→ YOUR INSTRUCTIONS
Rewrite the data starting at the line containing "Provide the polygon of every instance of the garage" and ending at the line containing "[[89,63],[83,58],[45,59],[38,60],[36,75],[95,74],[95,71]]", renaming "garage window opening" to "shed window opening" and leaving everything else unchanged.

* Begin RECORDS FOR THE TASK *

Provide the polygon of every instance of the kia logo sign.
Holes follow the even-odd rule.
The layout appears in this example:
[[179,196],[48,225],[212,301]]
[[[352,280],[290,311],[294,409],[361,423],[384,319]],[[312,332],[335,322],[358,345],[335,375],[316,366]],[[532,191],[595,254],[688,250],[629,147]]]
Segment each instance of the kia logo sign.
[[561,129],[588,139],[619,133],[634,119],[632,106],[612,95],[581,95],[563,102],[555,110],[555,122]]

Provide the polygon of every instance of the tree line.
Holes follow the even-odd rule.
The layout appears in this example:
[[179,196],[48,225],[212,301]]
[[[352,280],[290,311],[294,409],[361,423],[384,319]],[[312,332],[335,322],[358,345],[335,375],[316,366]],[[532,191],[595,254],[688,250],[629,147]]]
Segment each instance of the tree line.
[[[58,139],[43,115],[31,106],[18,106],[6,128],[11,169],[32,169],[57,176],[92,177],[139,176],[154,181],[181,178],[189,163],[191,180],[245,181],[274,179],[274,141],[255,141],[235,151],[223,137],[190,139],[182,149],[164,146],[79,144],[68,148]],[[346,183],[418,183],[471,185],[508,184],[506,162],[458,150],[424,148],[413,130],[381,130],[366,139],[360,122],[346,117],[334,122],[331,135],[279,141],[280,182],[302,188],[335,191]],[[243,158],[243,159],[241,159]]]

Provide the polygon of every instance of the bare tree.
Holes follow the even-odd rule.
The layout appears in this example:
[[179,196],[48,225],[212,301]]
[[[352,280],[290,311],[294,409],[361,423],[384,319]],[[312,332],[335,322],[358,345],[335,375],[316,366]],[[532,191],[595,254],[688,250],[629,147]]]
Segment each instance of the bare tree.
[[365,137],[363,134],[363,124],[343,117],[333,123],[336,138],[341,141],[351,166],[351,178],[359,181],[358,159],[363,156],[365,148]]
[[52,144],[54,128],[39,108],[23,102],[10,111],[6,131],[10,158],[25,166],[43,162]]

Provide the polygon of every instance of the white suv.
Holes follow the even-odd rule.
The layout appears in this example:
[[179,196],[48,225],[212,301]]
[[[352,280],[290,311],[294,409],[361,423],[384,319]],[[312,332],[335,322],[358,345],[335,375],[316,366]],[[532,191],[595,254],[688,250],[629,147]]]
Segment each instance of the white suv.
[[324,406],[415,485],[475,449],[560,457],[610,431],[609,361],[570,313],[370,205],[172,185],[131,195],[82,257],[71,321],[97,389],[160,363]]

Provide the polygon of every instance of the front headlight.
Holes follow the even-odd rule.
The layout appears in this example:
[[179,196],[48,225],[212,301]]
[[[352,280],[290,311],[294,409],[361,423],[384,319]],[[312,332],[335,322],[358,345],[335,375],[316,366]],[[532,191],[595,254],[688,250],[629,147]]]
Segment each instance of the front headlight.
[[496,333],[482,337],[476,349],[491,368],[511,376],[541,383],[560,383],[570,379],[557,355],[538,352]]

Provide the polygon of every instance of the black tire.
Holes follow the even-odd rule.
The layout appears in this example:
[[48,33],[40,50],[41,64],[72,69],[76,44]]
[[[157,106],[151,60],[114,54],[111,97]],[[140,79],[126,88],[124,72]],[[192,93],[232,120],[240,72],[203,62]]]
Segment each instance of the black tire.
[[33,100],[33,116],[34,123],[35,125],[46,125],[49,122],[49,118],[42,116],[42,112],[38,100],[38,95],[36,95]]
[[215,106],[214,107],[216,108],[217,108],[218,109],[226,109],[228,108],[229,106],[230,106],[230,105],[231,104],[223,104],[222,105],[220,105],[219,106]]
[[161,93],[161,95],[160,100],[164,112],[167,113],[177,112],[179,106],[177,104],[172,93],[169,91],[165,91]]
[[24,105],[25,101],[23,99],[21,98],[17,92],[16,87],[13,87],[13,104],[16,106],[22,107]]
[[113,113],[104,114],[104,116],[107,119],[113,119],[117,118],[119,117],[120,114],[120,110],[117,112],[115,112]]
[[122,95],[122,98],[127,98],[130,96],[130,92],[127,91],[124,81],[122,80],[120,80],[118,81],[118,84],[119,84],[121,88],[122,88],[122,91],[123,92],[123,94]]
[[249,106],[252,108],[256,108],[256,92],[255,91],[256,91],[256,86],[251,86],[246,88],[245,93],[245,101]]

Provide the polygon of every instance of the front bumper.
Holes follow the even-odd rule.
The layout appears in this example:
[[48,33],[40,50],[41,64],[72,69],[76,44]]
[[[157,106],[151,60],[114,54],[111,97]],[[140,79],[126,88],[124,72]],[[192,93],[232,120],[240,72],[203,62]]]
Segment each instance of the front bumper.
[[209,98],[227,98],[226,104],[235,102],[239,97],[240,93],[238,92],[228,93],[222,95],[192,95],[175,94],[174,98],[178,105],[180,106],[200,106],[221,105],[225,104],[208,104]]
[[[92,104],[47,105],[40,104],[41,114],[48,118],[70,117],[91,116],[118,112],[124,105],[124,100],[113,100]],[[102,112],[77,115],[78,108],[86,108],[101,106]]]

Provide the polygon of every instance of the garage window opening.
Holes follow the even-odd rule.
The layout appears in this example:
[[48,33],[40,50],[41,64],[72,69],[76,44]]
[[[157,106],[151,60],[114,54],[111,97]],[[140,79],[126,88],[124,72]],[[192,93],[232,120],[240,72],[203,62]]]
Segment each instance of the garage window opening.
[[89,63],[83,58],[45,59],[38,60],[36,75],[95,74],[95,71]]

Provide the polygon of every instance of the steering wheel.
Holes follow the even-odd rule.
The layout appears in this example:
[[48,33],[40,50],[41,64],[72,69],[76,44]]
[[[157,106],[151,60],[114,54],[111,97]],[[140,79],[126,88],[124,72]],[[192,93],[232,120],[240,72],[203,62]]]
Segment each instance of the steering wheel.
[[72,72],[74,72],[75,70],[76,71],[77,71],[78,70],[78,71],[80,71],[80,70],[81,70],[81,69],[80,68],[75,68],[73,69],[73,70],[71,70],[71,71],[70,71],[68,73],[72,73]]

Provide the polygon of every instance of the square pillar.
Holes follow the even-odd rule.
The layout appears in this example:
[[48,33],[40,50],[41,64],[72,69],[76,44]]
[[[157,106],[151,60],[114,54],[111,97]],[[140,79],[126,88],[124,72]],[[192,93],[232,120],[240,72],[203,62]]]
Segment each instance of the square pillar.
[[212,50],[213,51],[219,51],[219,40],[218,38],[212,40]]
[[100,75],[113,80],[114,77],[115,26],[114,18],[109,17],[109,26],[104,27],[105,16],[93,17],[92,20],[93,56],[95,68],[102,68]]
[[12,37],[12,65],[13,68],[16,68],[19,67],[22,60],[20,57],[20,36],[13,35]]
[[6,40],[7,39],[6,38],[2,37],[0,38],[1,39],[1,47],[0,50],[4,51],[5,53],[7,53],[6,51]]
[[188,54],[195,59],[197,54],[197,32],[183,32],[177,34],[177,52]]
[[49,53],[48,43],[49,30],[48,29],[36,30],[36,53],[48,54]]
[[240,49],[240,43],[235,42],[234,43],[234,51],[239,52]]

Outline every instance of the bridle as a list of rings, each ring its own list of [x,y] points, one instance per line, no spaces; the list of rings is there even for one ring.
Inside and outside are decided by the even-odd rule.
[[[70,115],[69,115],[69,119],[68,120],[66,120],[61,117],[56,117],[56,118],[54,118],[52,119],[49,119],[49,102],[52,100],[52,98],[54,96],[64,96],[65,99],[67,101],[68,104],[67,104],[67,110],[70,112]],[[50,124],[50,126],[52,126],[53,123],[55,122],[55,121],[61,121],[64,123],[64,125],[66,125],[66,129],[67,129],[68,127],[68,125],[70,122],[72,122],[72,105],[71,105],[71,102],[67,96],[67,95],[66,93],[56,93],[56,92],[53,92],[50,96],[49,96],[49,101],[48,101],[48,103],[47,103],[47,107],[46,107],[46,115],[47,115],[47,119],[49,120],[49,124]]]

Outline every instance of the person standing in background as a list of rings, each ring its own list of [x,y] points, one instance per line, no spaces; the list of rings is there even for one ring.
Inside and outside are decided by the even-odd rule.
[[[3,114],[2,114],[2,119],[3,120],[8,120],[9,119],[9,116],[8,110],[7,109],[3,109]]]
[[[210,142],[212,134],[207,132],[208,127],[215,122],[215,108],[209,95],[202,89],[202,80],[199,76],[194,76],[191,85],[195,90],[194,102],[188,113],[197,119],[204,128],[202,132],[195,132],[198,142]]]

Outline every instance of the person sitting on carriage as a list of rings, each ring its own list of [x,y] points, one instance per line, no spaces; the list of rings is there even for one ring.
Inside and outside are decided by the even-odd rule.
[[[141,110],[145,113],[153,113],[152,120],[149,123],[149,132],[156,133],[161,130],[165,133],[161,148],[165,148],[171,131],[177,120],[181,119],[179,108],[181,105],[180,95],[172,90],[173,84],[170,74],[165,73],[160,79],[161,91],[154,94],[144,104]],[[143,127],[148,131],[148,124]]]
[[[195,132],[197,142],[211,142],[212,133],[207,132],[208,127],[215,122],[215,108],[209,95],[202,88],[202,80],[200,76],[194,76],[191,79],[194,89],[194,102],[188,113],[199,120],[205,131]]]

* End RECORDS FOR THE TASK *

→ ANSWER TO THE PROBLEM
Provide the polygon of every instance of the shed window opening.
Holes follow the even-odd rule.
The layout appears in this example:
[[48,33],[40,50],[41,64],[72,69],[76,44]]
[[[157,106],[151,60],[114,54],[111,97]],[[140,79],[126,88],[124,72]],[[192,93],[232,120],[240,72],[203,62]]]
Segment each instance of the shed window opening.
[[89,63],[83,58],[45,59],[38,60],[36,75],[95,74],[95,71]]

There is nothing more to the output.